• [EXERCISE DETAILS]: Return every line of the records below that contains the word "leopard", copying each line in full. Matching is case-sensitive.

• [RECORDS SUPPLIED]:
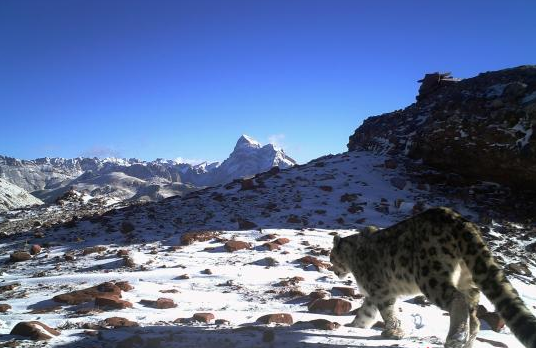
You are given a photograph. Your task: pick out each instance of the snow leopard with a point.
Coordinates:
---
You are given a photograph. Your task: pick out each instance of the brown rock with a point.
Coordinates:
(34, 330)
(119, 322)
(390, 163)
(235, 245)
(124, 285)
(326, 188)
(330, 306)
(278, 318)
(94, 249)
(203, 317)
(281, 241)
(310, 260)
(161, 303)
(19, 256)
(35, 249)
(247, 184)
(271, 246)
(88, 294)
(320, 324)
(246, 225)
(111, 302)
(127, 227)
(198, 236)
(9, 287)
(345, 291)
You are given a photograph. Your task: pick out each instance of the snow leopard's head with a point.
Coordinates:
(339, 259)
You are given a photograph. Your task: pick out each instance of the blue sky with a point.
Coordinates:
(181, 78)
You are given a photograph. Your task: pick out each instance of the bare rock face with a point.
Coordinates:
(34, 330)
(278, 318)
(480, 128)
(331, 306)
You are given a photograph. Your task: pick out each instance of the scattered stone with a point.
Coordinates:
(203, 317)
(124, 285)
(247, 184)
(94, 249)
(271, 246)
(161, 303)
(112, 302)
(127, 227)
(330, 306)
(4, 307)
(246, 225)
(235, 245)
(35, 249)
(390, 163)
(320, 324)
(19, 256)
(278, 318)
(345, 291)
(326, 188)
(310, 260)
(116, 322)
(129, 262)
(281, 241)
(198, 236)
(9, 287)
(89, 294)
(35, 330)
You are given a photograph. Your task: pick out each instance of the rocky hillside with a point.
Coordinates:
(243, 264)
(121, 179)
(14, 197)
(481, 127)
...
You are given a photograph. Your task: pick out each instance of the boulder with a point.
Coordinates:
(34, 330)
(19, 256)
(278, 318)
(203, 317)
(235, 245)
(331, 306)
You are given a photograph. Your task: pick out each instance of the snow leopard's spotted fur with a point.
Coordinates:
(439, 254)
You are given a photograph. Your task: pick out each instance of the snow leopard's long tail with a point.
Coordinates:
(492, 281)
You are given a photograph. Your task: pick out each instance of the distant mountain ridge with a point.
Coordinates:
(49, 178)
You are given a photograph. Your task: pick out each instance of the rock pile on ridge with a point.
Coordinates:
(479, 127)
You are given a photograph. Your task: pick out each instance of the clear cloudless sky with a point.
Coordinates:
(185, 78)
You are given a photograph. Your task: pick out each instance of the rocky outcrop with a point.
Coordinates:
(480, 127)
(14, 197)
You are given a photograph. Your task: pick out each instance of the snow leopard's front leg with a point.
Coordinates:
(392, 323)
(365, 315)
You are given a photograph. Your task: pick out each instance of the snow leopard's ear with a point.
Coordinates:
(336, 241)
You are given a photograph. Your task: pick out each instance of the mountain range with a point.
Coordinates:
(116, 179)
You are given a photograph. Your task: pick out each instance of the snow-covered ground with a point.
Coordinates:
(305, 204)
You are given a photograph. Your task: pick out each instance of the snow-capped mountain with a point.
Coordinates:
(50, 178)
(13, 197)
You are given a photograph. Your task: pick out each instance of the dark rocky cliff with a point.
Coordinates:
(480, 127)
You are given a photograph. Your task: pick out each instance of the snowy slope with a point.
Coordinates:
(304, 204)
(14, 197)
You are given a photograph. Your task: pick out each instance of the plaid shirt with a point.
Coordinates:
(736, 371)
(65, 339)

• [SOLUTION TO THE EXERCISE]:
You are given a photograph. Your task: pick out each instance of the snow leopard with a point.
You are given a photograph. Your task: pick out each instance of the snow leopard's head with a point.
You are given a photograph. Your task: pick out each instance of the snow leopard's spotted fur with a point.
You are given a photograph. Your task: pick out each instance of the snow leopard's long tail with a point.
You are given a photograph. Your task: pick out each instance of the snow leopard's front leg with a point.
You are given a photograph. Your task: pick out each instance of the snow leopard's ear with a point.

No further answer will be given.